- _Exercise aim_: What is needed is an exact copy of the entries below, with every picture left out.

- _Data provided_:
* * * * * * *

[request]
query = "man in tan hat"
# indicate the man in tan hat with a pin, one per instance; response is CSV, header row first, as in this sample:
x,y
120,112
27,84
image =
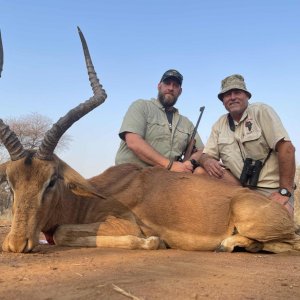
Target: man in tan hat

* * * * * * *

- _Written response_:
[request]
query = "man in tan hat"
# indicate the man in tan hat with a pin, one per instance; response is CSV, header row first, as in this sample:
x,y
120,112
27,84
image =
Target: man in tan hat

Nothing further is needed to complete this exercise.